PASSAGE SHOWN -
[Start of section]
The city’s COVID-19 vaccine mandate goes into effect at 5 p.m. on Friday, and the prospect of losing paychecks has finally pushed some holdouts to drag themselves to clinics and pharmacies. City agencies that had some of the lowest vaccination rates have seen them inch up: As of Wednesday 74 percent of the city’s cops are vaccinated (up from 69 percent) and 68 percent of the fire department’s overall staff has received the shot (up from 60). But the mood couldn’t be more different among these reluctant patients than the jubilation of the spring. Here’s what pharmacists saw this week.
Mena, pharmacist in northeast Staten Island
After the city announced its mandate, things picked up. That $500 incentive is pushing people in, too. But nobody is thrilled that they’re being forced to get it. Today, I had one man who works for the city argue with me for like half an hour that he doesn’t need to get the vaccine because he’s young — like his mid-40s — and he already had COVID, his family had COVID. He did eventually get it, though. But I’ve had a lot of people walk out and not get the vaccine. Basically, they come to complain a little and then storm out — or hope that I’ll give them a card without actually giving them a vaccine. That’s happened about five times in the past few weeks. The first person who did this was a man who had a couple of hundreds poking out of the breast pocket of his shirt. He was talking to me, saying, “Oh, I want to get the vaccine,” and then he was pointing at the money. But I didn’t understand because no one has ever asked me that before, and I didn’t think that anyone would. I was absolutely shocked when I realized what he was trying to say. I said absolutely not. After that, some other people came in and hinted at it, offering me money, saying things like, “We’ll take care of you,” or “How much do you want?”
Chris, pharmacist in Bay Ridge, Brooklyn
Many people are coming in crying. A lot of them. People are devastated. It’s mostly city workers, and a couple from private businesses that also mandate the vaccine now. Their job is on the line. They say they’re doing it because they have a family to feed, but they’re not happy. I had a mother and daughter come in — the daughter had to get vaccinated for work, and she was in tears the whole time and her mother was holding her hand. It’s horrible, but what can you do? I don’t dig; I don’t ask any questions. I don’t want to open any can of worms or cause somebody to change their mind. I try to comfort them. Nobody’s never not taken it.
Larisa, pharmacist in New Dorp, Staten Island
In the last three or four weeks, it’s been really busy; I would say about ten people a day. Almost nobody else was coming in before; maybe one or two a day. And it’s because they’re desperate: They tell me they’re getting vaccinated because they work for the city, work for hospitals, they want to live their lives. They can’t really do that now without the vaccine. They have no choice. But they still don’t want it. People are having nervous breakdowns when they come in. People are crying, they’re so nervous. One person covered their head with a jacket not to see the vaccine while they were getting it. I had to calm them down and be a psychiatrist. I tell them, I did it, my husband did it, my mother-in-law did it, my whole family did it, and we’re all fine. I tell them to take aspirin for a few days if they’re afraid of blood clots. Sometimes that helps.
Luis, pharmacist in Sheepshead Bay
It’s like a revolving door: I give one person a shot, and then another one comes in right behind them. People are getting boosters, too. Somber is how I’d describe the mood. People have just resigned themselves to it. This one guy I know — it’s years now that he’s been coming here, we’re friendly, always chitchat. He came in the other day and said he needed the vaccine and was really freaked out about it. I was kind of surprised. He said he believes in the right to choice, but he can’t afford to lose his job. When I gave it to him, he turned away and screwed his eyes shut. He was so tense. I was just trying to get him to relax. You’d think I’m giving him a lethal injection. But that was it — all those months of refusing, and it was over in a second. It’s not my job to convince anyone, but before he left, I did say this really could be good for him and his family and his community. He just looked at me and walked out the door.
[End of section]
[Collected data]
[Start of section]
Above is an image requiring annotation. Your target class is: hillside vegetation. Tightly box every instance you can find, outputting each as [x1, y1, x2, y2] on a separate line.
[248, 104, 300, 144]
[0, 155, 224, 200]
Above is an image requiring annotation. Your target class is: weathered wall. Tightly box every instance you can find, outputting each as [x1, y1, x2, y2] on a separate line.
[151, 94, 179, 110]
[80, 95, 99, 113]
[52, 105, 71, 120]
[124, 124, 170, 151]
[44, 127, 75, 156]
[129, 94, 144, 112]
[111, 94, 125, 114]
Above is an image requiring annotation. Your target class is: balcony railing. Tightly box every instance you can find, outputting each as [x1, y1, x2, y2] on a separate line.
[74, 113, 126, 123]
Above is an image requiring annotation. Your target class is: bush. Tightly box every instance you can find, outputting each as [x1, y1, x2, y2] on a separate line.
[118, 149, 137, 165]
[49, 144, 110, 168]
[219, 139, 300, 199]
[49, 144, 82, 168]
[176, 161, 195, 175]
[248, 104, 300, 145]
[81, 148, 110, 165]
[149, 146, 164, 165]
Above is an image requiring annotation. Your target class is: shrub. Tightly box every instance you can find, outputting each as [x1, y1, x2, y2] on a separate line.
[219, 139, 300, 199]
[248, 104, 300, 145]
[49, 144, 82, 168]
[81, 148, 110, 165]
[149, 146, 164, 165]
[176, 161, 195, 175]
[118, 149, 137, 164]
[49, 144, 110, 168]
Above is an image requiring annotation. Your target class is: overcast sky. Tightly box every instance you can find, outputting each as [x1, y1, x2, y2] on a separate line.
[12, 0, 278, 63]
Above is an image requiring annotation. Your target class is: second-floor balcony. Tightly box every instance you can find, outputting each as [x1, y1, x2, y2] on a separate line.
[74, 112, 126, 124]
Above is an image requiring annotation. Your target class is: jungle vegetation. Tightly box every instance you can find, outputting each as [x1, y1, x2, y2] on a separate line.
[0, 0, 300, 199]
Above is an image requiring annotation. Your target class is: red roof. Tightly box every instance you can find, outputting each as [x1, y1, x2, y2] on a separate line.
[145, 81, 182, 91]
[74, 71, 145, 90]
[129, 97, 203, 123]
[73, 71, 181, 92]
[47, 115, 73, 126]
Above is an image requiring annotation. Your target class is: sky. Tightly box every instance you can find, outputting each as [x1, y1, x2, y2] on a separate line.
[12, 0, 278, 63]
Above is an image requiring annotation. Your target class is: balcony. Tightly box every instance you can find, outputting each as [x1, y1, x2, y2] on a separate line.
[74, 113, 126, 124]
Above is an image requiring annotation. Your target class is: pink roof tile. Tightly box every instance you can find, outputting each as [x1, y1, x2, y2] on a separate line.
[End of section]
EXERCISE TASKS -
**1)** In the vaccine mandate piece, what percentage of the city's cops were vaccinated as of Wednesday?
**2)** From the vaccine mandate piece, return the words from "Chris, pharmacist in" to "not taken it.", copied verbatim.

PER-TASK OUTPUTS -
**1)** 74 percent, up from 69 percent.

**2)**
Chris, pharmacist in Bay Ridge, Brooklyn
Many people are coming in crying. A lot of them. People are devastated. It’s mostly city workers, and a couple from private businesses that also mandate the vaccine now. Their job is on the line. They say they’re doing it because they have a family to feed, but they’re not happy. I had a mother and daughter come in — the daughter had to get vaccinated for work, and she was in tears the whole time and her mother was holding her hand. It’s horrible, but what can you do? I don’t dig; I don’t ask any questions. I don’t want to open any can of worms or cause somebody to change their mind. I try to comfort them. Nobody’s never not taken it.